▸ LESETEXT:

====

Heikle Bewährungsprobe für Kramp-Karrenbauer

Das Verteidigungsministerium zählt zu den schwierigsten Posten der Bundesregierung. Doch AKK nimmt die Herausforderung an - notgedrungen.
Annegret Kramp-Karrenbauer geht in die Offensive. Die CDU-Vorsitzende als neue Verteidigungsministerin - damit hatte in Berlin niemand gerechnet, selbst das CDU-Präsidium reagierte am Dienstagabend überrascht auf die Entscheidung der Chefin. Mit dem Eintritt ins Kabinett von Bundeskanzlerin Angela Merkel beweist Kramp-Karrenbauer jenen Mut, der ihr in den vergangenen schwierigen Monaten bisweilen abhanden gekommen zu sein schien.
Kramp-Karrenbauer geht ein großes Risiko ein. Das Wehrressort gilt als eines der schwierigsten in Berlin. Entweder, Kramp-Karrenbauer scheitert dort wie so viele ihrer Vorgänger. Oder aber sie hat Erfolg - und kann dann mit Fug und Recht Anspruch auf die Kanzlerschaft erheben. Die CDU-Chefin dürfte nun vor ihrer heikelsten Bewährungsprobe stehen.
AKKs Werte in den Umfragen sinken
Zuletzt hatte es eher so ausgesehen, als würde Selbstverteidigung zur Paradedisziplin der künftigen Verteidigungsministerin werden. Kramp-Karrenbauer machte Fehler, wirkte verunsichert und fand nicht so recht hinein in ihre neue Rolle als CDU-Chefin neben der weiter amtierenden CDU-Kanzlerin Merkel.

====

▸ Einträge eines Datensatzes:
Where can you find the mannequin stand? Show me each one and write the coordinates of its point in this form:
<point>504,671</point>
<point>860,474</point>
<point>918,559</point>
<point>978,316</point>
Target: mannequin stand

====

▸ IHRE AUFGABEN:
[1] Entnehmen Sie dem Artikel über Kramp-Karrenbauer wortgetreu den Abschnitt, der bei den Worten „Heikle Bewährungsprobe für“ beginnt und nach den Worten „an - notgedrungen.“ endet.
[2] Schreiben Sie sämtliche Einträge des Datensatzes Zeile für Zeile unverändert ab.

▸ LÖSUNGEN:
[1]
Heikle Bewährungsprobe für Kramp-Karrenbauer

Das Verteidigungsministerium zählt zu den schwierigsten Posten der Bundesregierung. Doch AKK nimmt die Herausforderung an - notgedrungen.

[2]
Where can you find the mannequin stand? Show me each one and write the coordinates of its point in this form:
<point>504,671</point>
<point>860,474</point>
<point>918,559</point>
<point>978,316</point>
Target: mannequin stand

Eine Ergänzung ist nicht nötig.